▶ [EXERCISE]
Show every line in the material below that contains the word "smartphone", copying each one in full.

▶ [LISTED RECORDS]
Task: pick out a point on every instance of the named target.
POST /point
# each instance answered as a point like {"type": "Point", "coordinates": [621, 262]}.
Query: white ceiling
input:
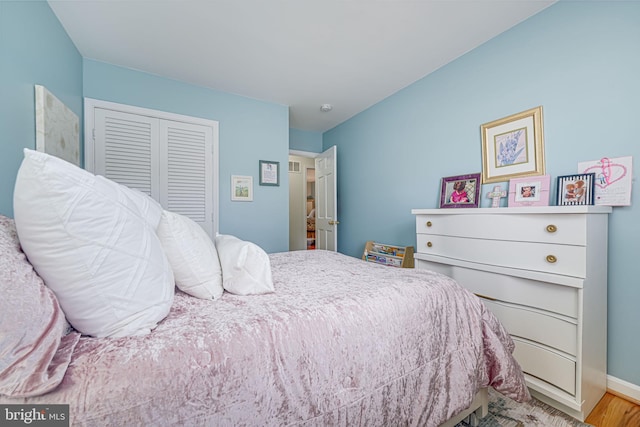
{"type": "Point", "coordinates": [300, 53]}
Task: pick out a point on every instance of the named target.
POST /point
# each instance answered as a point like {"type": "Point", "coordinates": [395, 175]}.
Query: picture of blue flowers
{"type": "Point", "coordinates": [511, 148]}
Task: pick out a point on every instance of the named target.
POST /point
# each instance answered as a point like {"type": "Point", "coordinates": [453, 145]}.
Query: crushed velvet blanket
{"type": "Point", "coordinates": [341, 342]}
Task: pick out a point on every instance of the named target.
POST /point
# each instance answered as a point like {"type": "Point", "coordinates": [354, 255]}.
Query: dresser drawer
{"type": "Point", "coordinates": [536, 326]}
{"type": "Point", "coordinates": [567, 260]}
{"type": "Point", "coordinates": [558, 299]}
{"type": "Point", "coordinates": [547, 365]}
{"type": "Point", "coordinates": [545, 228]}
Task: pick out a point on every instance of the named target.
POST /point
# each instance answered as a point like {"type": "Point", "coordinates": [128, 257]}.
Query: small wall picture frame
{"type": "Point", "coordinates": [269, 173]}
{"type": "Point", "coordinates": [529, 191]}
{"type": "Point", "coordinates": [241, 188]}
{"type": "Point", "coordinates": [575, 190]}
{"type": "Point", "coordinates": [461, 191]}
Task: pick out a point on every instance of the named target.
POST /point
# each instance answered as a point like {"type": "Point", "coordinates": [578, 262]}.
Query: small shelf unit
{"type": "Point", "coordinates": [391, 255]}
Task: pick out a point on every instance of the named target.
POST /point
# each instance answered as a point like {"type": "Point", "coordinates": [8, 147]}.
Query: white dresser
{"type": "Point", "coordinates": [543, 272]}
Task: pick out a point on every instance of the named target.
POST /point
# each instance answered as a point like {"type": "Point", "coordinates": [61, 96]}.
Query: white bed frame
{"type": "Point", "coordinates": [478, 409]}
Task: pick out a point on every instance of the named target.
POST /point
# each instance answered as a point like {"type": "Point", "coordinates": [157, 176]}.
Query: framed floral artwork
{"type": "Point", "coordinates": [460, 191]}
{"type": "Point", "coordinates": [513, 147]}
{"type": "Point", "coordinates": [241, 188]}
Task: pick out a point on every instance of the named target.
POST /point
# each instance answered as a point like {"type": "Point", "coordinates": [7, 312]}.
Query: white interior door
{"type": "Point", "coordinates": [170, 157]}
{"type": "Point", "coordinates": [327, 201]}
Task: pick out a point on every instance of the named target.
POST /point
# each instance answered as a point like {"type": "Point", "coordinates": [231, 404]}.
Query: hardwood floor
{"type": "Point", "coordinates": [614, 411]}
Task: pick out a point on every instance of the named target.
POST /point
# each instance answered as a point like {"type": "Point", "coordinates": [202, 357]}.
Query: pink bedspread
{"type": "Point", "coordinates": [341, 342]}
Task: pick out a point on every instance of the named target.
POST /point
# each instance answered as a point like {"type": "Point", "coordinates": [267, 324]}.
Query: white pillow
{"type": "Point", "coordinates": [192, 255]}
{"type": "Point", "coordinates": [246, 269]}
{"type": "Point", "coordinates": [92, 242]}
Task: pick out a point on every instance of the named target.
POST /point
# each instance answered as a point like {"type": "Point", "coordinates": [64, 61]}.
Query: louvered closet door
{"type": "Point", "coordinates": [186, 165]}
{"type": "Point", "coordinates": [124, 150]}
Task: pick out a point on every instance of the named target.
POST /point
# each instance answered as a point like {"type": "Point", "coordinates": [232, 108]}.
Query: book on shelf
{"type": "Point", "coordinates": [391, 255]}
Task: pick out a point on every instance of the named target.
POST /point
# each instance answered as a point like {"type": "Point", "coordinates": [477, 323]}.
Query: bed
{"type": "Point", "coordinates": [333, 340]}
{"type": "Point", "coordinates": [340, 342]}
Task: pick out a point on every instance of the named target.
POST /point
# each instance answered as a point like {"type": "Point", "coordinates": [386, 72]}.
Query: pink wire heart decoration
{"type": "Point", "coordinates": [607, 172]}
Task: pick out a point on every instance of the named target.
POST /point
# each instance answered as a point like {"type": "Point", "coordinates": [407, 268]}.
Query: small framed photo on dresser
{"type": "Point", "coordinates": [574, 190]}
{"type": "Point", "coordinates": [529, 191]}
{"type": "Point", "coordinates": [460, 191]}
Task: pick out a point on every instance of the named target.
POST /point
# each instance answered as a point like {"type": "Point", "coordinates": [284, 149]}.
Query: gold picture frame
{"type": "Point", "coordinates": [513, 147]}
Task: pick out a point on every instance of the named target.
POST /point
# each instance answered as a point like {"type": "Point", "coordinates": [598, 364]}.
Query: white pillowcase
{"type": "Point", "coordinates": [246, 269]}
{"type": "Point", "coordinates": [93, 242]}
{"type": "Point", "coordinates": [192, 255]}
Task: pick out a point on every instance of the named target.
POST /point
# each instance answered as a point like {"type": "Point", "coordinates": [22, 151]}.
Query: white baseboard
{"type": "Point", "coordinates": [623, 388]}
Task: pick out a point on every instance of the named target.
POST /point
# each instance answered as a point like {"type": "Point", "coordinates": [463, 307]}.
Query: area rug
{"type": "Point", "coordinates": [504, 412]}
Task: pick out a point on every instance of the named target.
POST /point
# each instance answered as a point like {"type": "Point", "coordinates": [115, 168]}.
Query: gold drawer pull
{"type": "Point", "coordinates": [486, 297]}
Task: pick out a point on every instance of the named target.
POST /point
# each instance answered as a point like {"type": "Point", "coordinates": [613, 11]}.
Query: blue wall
{"type": "Point", "coordinates": [34, 49]}
{"type": "Point", "coordinates": [305, 140]}
{"type": "Point", "coordinates": [250, 131]}
{"type": "Point", "coordinates": [581, 62]}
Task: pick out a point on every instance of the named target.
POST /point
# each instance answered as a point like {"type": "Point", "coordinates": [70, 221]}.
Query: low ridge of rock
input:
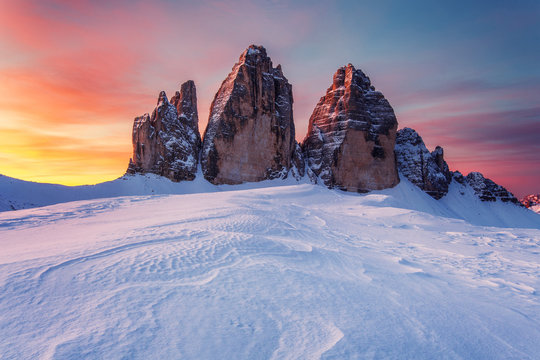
{"type": "Point", "coordinates": [351, 135]}
{"type": "Point", "coordinates": [167, 143]}
{"type": "Point", "coordinates": [250, 134]}
{"type": "Point", "coordinates": [531, 200]}
{"type": "Point", "coordinates": [488, 190]}
{"type": "Point", "coordinates": [428, 171]}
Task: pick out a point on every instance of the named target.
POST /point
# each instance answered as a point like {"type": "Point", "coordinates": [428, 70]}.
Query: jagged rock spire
{"type": "Point", "coordinates": [351, 135]}
{"type": "Point", "coordinates": [168, 142]}
{"type": "Point", "coordinates": [250, 133]}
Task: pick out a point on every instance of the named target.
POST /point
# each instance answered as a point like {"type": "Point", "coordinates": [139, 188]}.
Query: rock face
{"type": "Point", "coordinates": [426, 170]}
{"type": "Point", "coordinates": [351, 135]}
{"type": "Point", "coordinates": [487, 190]}
{"type": "Point", "coordinates": [250, 133]}
{"type": "Point", "coordinates": [532, 202]}
{"type": "Point", "coordinates": [168, 142]}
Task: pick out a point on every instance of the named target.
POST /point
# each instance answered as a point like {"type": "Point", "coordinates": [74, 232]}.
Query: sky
{"type": "Point", "coordinates": [74, 74]}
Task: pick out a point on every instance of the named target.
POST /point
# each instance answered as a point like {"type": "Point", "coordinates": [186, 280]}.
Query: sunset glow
{"type": "Point", "coordinates": [74, 74]}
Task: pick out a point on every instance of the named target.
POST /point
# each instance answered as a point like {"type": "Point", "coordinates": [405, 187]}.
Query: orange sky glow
{"type": "Point", "coordinates": [73, 75]}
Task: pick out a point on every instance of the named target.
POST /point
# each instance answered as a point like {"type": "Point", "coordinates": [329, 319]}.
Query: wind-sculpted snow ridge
{"type": "Point", "coordinates": [299, 272]}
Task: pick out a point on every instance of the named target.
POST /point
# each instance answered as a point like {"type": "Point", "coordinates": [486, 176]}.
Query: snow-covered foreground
{"type": "Point", "coordinates": [291, 272]}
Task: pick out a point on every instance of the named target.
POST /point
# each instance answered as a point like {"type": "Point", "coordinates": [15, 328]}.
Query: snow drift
{"type": "Point", "coordinates": [283, 272]}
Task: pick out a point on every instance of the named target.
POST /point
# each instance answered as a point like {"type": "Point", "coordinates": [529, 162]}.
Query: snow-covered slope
{"type": "Point", "coordinates": [460, 203]}
{"type": "Point", "coordinates": [290, 272]}
{"type": "Point", "coordinates": [18, 194]}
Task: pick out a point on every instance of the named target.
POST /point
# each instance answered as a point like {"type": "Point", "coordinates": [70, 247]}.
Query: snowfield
{"type": "Point", "coordinates": [283, 272]}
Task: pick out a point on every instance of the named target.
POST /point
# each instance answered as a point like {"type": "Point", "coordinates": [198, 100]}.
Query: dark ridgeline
{"type": "Point", "coordinates": [351, 144]}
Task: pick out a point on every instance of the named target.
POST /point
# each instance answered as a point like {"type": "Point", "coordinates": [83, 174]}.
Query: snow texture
{"type": "Point", "coordinates": [289, 272]}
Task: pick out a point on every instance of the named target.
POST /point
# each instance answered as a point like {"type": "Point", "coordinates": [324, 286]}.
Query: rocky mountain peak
{"type": "Point", "coordinates": [351, 135]}
{"type": "Point", "coordinates": [256, 55]}
{"type": "Point", "coordinates": [167, 143]}
{"type": "Point", "coordinates": [251, 110]}
{"type": "Point", "coordinates": [488, 190]}
{"type": "Point", "coordinates": [428, 171]}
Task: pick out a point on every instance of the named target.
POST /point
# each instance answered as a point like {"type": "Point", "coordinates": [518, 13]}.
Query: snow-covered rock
{"type": "Point", "coordinates": [426, 170]}
{"type": "Point", "coordinates": [250, 134]}
{"type": "Point", "coordinates": [351, 135]}
{"type": "Point", "coordinates": [488, 190]}
{"type": "Point", "coordinates": [168, 142]}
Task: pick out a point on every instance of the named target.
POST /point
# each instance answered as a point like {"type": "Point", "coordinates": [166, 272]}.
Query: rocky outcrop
{"type": "Point", "coordinates": [426, 170]}
{"type": "Point", "coordinates": [167, 143]}
{"type": "Point", "coordinates": [351, 135]}
{"type": "Point", "coordinates": [532, 202]}
{"type": "Point", "coordinates": [250, 133]}
{"type": "Point", "coordinates": [488, 190]}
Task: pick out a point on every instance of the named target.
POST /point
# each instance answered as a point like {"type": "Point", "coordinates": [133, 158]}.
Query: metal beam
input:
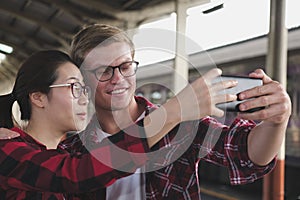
{"type": "Point", "coordinates": [156, 11]}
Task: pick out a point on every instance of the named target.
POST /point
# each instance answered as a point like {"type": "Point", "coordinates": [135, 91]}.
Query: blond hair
{"type": "Point", "coordinates": [93, 35]}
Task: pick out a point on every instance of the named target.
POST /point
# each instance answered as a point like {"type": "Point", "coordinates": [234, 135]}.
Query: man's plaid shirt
{"type": "Point", "coordinates": [172, 163]}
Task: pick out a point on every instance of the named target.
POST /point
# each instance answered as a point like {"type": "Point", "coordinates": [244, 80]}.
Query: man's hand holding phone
{"type": "Point", "coordinates": [270, 95]}
{"type": "Point", "coordinates": [243, 84]}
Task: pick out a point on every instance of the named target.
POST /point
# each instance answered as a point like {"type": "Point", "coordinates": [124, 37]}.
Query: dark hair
{"type": "Point", "coordinates": [36, 74]}
{"type": "Point", "coordinates": [93, 35]}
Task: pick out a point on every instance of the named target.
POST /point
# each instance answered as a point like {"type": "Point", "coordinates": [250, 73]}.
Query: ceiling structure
{"type": "Point", "coordinates": [31, 25]}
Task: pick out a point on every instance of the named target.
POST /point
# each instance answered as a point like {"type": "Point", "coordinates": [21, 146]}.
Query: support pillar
{"type": "Point", "coordinates": [276, 67]}
{"type": "Point", "coordinates": [180, 77]}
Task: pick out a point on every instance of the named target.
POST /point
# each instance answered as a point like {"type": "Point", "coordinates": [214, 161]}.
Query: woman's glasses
{"type": "Point", "coordinates": [77, 89]}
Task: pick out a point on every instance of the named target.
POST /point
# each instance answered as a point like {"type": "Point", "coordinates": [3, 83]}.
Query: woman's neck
{"type": "Point", "coordinates": [44, 134]}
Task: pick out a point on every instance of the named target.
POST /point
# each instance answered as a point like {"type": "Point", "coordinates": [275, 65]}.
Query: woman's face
{"type": "Point", "coordinates": [64, 110]}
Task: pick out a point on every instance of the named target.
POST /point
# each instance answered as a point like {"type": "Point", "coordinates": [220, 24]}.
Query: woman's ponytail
{"type": "Point", "coordinates": [6, 103]}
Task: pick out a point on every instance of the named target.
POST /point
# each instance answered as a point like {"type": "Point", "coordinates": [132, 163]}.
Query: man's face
{"type": "Point", "coordinates": [118, 92]}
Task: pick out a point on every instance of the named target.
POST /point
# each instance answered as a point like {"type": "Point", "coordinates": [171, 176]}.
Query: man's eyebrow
{"type": "Point", "coordinates": [72, 78]}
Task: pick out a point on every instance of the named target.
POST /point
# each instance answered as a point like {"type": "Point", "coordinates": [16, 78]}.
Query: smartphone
{"type": "Point", "coordinates": [244, 83]}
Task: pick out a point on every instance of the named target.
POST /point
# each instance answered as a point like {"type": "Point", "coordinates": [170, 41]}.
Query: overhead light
{"type": "Point", "coordinates": [5, 48]}
{"type": "Point", "coordinates": [210, 10]}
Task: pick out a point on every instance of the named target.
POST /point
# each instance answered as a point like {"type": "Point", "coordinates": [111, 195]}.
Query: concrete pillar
{"type": "Point", "coordinates": [181, 58]}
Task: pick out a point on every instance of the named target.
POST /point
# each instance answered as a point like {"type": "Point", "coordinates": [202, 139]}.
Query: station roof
{"type": "Point", "coordinates": [31, 25]}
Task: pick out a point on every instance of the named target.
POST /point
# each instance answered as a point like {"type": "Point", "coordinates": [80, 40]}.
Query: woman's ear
{"type": "Point", "coordinates": [37, 99]}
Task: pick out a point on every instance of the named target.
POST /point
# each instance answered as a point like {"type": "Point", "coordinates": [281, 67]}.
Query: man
{"type": "Point", "coordinates": [106, 56]}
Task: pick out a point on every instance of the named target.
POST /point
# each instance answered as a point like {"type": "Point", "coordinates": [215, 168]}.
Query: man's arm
{"type": "Point", "coordinates": [265, 139]}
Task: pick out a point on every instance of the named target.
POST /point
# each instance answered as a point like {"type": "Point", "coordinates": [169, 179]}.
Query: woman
{"type": "Point", "coordinates": [53, 99]}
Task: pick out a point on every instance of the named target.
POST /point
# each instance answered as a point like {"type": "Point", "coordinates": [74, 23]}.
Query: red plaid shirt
{"type": "Point", "coordinates": [28, 171]}
{"type": "Point", "coordinates": [176, 180]}
{"type": "Point", "coordinates": [187, 144]}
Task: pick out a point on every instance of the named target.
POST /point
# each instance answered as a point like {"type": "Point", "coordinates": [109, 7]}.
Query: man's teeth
{"type": "Point", "coordinates": [118, 91]}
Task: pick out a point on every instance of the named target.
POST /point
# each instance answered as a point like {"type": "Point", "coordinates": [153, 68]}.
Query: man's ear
{"type": "Point", "coordinates": [38, 99]}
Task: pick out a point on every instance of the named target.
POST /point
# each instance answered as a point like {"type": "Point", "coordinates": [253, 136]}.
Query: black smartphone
{"type": "Point", "coordinates": [244, 83]}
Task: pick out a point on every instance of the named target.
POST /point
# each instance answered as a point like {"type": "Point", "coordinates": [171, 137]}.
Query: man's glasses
{"type": "Point", "coordinates": [77, 89]}
{"type": "Point", "coordinates": [105, 73]}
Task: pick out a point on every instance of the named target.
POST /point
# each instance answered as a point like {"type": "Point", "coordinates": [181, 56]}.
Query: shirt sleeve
{"type": "Point", "coordinates": [26, 167]}
{"type": "Point", "coordinates": [227, 146]}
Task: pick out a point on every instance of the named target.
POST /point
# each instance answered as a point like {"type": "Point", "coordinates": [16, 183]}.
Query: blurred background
{"type": "Point", "coordinates": [231, 34]}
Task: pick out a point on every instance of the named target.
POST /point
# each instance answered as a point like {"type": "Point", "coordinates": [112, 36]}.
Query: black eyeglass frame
{"type": "Point", "coordinates": [86, 90]}
{"type": "Point", "coordinates": [113, 70]}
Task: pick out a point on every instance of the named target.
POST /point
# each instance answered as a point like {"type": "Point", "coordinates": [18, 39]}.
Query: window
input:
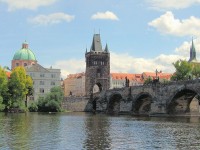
{"type": "Point", "coordinates": [32, 98]}
{"type": "Point", "coordinates": [42, 75]}
{"type": "Point", "coordinates": [53, 83]}
{"type": "Point", "coordinates": [32, 74]}
{"type": "Point", "coordinates": [41, 82]}
{"type": "Point", "coordinates": [41, 90]}
{"type": "Point", "coordinates": [53, 75]}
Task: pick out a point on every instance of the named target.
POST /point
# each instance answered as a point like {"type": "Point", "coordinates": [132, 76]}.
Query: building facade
{"type": "Point", "coordinates": [23, 57]}
{"type": "Point", "coordinates": [74, 85]}
{"type": "Point", "coordinates": [97, 72]}
{"type": "Point", "coordinates": [43, 78]}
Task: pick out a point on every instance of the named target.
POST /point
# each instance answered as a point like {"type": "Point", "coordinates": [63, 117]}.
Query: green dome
{"type": "Point", "coordinates": [24, 53]}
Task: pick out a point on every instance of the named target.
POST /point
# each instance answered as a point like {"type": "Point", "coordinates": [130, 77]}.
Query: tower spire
{"type": "Point", "coordinates": [106, 48]}
{"type": "Point", "coordinates": [192, 52]}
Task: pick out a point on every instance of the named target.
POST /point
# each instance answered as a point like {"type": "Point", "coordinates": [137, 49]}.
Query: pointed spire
{"type": "Point", "coordinates": [192, 52]}
{"type": "Point", "coordinates": [106, 48]}
{"type": "Point", "coordinates": [25, 45]}
{"type": "Point", "coordinates": [86, 50]}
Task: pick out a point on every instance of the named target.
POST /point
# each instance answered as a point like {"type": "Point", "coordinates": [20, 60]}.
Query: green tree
{"type": "Point", "coordinates": [196, 70]}
{"type": "Point", "coordinates": [148, 80]}
{"type": "Point", "coordinates": [3, 88]}
{"type": "Point", "coordinates": [19, 85]}
{"type": "Point", "coordinates": [183, 70]}
{"type": "Point", "coordinates": [51, 102]}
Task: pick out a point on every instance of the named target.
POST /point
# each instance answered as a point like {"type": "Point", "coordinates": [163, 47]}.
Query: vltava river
{"type": "Point", "coordinates": [81, 131]}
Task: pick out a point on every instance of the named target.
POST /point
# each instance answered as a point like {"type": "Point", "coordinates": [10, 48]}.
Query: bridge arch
{"type": "Point", "coordinates": [113, 106]}
{"type": "Point", "coordinates": [97, 88]}
{"type": "Point", "coordinates": [142, 104]}
{"type": "Point", "coordinates": [184, 101]}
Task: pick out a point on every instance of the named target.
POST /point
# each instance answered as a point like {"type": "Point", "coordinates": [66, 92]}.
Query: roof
{"type": "Point", "coordinates": [126, 75]}
{"type": "Point", "coordinates": [159, 74]}
{"type": "Point", "coordinates": [24, 53]}
{"type": "Point", "coordinates": [36, 68]}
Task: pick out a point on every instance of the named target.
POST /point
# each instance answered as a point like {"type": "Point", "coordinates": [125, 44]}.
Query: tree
{"type": "Point", "coordinates": [20, 86]}
{"type": "Point", "coordinates": [51, 102]}
{"type": "Point", "coordinates": [3, 88]}
{"type": "Point", "coordinates": [183, 70]}
{"type": "Point", "coordinates": [148, 80]}
{"type": "Point", "coordinates": [196, 70]}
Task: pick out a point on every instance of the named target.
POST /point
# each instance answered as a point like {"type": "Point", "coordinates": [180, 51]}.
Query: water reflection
{"type": "Point", "coordinates": [97, 132]}
{"type": "Point", "coordinates": [75, 131]}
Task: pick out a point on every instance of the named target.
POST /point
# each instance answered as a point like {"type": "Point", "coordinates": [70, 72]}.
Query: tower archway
{"type": "Point", "coordinates": [114, 104]}
{"type": "Point", "coordinates": [142, 105]}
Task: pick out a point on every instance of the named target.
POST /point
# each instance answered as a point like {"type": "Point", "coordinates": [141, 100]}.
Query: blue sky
{"type": "Point", "coordinates": [142, 35]}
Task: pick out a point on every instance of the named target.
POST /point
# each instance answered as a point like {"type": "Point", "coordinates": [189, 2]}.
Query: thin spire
{"type": "Point", "coordinates": [106, 48]}
{"type": "Point", "coordinates": [192, 52]}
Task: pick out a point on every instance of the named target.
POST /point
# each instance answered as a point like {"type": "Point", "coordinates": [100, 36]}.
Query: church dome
{"type": "Point", "coordinates": [24, 53]}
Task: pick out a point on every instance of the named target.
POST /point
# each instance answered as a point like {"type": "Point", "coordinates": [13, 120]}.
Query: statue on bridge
{"type": "Point", "coordinates": [127, 81]}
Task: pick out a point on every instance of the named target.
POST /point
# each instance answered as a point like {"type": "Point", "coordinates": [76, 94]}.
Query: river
{"type": "Point", "coordinates": [84, 131]}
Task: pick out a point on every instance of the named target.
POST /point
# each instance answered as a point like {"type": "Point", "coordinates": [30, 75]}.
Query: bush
{"type": "Point", "coordinates": [33, 107]}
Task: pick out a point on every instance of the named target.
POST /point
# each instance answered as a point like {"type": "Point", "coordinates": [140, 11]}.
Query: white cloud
{"type": "Point", "coordinates": [168, 24]}
{"type": "Point", "coordinates": [105, 15]}
{"type": "Point", "coordinates": [26, 4]}
{"type": "Point", "coordinates": [172, 4]}
{"type": "Point", "coordinates": [127, 64]}
{"type": "Point", "coordinates": [51, 19]}
{"type": "Point", "coordinates": [184, 49]}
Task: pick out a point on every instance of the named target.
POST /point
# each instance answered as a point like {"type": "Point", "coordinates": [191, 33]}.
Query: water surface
{"type": "Point", "coordinates": [82, 131]}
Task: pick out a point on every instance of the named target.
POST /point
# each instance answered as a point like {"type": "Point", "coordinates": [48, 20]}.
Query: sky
{"type": "Point", "coordinates": [142, 35]}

▶ [RESPONSE FOR THIS EXERCISE]
Query: smartphone
Query: black smartphone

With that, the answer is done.